[Required actions]:
1 > Using the Macfarlane biography below, decide whether each statement agrees with it: (a) Macfarlane founded the Transpacific Yacht Race in 1906; (b) his parents married in Honolulu; (c) every one of his siblings was born on the island. Answer yes or no for each, quoting the deciding words.
2 > Transcribe the passage of the Macfarlane biography below between "Commodore Clarence William" and "to Honolulu, Hawaii.", inclusive.

Commodore Clarence William Macfarlane (March 8, 1858 – September 15, 1947), was a businessman and yachtsman of Hawaii. He founded the Transpacific Yacht Race (Transpac) in 1906 by sailing from San Pedro/Los Angeles, California to Honolulu, Hawaii.

== Life ==
Born on March 8, 1858, in Honolulu, Hawaii, his parents were Richard (or Henry) Macfarlane (died 1860) and Eliza Macfarlane (1828–1904). His father was Scottish, of the Highland Clan MacFarlane, while his mother was of English descent. His parents married in Auckland and were early settlers of Hawaii arriving to the islands in 1846 via New Zealand. The youngest of six siblings, his brothers were: Henry R. Macfarlane, George W. Macfarlane, who served as Chamberlain of King Kalākaua, Edward C. Macfarlane, who served on as Queen Liliuokalani's cabinet minister, Frederick W. Macfarlane and sister, Helen Blanche Macfarlane who married William H. Cornwell, also a cabinet minister during the monarchy. All were born in the island with the exception of Henry who was born at sea.

During the overthrow of the Hawaiian monarchy, Macfarlane and his brothers were supporters of Queen Liliuokalani. He later became a member of the Democratic Party of Hawaii after the islands became a part of the United States.

Records from a data source:
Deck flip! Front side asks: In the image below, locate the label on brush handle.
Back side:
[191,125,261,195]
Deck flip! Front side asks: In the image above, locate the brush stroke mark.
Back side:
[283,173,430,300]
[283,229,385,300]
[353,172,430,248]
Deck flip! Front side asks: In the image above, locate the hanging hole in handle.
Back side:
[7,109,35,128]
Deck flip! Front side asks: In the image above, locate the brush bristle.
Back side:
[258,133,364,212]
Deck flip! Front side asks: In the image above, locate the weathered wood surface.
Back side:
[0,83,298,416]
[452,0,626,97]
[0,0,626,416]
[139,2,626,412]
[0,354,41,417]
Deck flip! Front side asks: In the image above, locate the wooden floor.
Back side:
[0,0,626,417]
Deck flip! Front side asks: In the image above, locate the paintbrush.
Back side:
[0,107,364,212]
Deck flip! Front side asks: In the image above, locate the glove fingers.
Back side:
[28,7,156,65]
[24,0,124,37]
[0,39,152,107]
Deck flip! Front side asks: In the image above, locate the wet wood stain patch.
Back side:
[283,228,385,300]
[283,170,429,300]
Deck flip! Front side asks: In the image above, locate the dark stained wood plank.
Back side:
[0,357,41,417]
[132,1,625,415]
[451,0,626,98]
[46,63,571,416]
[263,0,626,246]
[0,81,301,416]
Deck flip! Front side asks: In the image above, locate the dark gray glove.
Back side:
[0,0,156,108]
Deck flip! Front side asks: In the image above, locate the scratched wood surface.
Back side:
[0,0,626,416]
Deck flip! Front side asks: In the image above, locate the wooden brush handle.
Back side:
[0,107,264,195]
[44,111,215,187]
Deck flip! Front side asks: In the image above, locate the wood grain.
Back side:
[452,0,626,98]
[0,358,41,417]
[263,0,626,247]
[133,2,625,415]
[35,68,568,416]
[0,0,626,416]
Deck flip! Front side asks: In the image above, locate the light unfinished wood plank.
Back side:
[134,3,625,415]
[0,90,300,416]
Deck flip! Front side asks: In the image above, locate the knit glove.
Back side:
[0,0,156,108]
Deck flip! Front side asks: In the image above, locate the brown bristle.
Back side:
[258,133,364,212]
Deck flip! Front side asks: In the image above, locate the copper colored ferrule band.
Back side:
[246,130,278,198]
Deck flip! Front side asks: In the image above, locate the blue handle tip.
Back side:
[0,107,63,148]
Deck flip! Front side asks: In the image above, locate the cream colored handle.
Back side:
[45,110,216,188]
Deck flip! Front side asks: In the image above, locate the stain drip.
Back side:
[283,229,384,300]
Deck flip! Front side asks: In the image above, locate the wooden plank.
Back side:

[Outputs by task]:
1 >
(a) Yes: "He founded the Transpacific Yacht Race (Transpac) in 1906"
(b) No: "His parents married in Auckland"
(c) No: "All were born in the island with the exception of Henry who was born at sea."

2 >
Commodore Clarence William Macfarlane (March 8, 1858 – September 15, 1947), was a businessman and yachtsman of Hawaii. He founded the Transpacific Yacht Race (Transpac) in 1906 by sailing from San Pedro/Los Angeles, California to Honolulu, Hawaii.